## SOURCE TEXT
Do you remember the story of Chicken Little? When an acorn fell on his head, he ran around telling everyone the sky was falling. Judging by recent headlines, quite a few Chicken Littles grew up to become finance journalists! The Year of Investing Dangerously trumpets one headline. Super Funds in a Sea Of Red screams another.
No wonder investors start to panic.


Panic Don't Panic

The value of the All Ords on June 30th was the worst financial year end result for 26 years. Yes, it has been a terrible year. But superannuation is not a one year investment, and good years and bad years are not that relevant in the long run. The average return from the All Ords over the last 5 years to 30 June 2008 was 11.65% p.a., so the media hype that focuses on one year returns being so poor is out of context.
Super funds are facing uncharted territory as they prepare to announce their worst returns in more than 20 years Uncharted? Really? Over the last 30 years there have been seven periods when the value of the Australian share market fell in value by more than 10%, and the average fall over those 7 periods was 21.2%. Despite this, shares out performed every other type of investment over the thirty year period.
In some cases, the year’s losses were likely to exceed super contributions made during the year The earning potential and capacity for recovery of your super fund is not based on this year’s contributions, but on the cumulative value of many year’s contributions and earnings.

## PROVIDED MATERIAL
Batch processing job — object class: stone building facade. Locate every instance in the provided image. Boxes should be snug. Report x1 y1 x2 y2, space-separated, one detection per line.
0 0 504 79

## STATED TASK 1
In the text on superannuation and market losses, what was the average annual return from the All Ords over the five years to 30 June 2008?
## STATED TASK 2
Extend the text on superannuation and market losses, beginning after its final sentence.

## RIGHT ANSWER 1
11.65% per year.

## RIGHT ANSWER 2
It is time to get out of shares and into fixed interest. Quitting the share market now will avoid further losses, but may cost you your best chance to recover the losses of the past year when the market rebounds.

What the share market taketh away, the share market can restore. We know serious falls in the value of the Australian share market have happened before. In every single case, the market has bounced back. The losses have been recovered. The value of the underlying shares has continued to rise. The problem is that while we expect this is going to happen, we don’t know exactly when, so the only intelligent response is to sit tight.

The danger in switching out of managed share funds now is that you miss the recovery – which history tells us can happen very unexpectedly and so quickly that by the time you realise it is happening, you may have lost the chance to recoup your losses! In fact, a now famous study revealed that in the 10 years to June 2003, missing out on just the 20 best days of the Australian Share Market would have more than halved your return. Ouch!

General Advice Warning: This advice may not be suitable to you because it contains general advice that has not been tailored to your personal circumstances. Please seek personal financial advice prior to acting on this information.

Investment Performance: Past performance is not a reliable guide to future returns as future returns may differ from and be more or less volatile than past returns.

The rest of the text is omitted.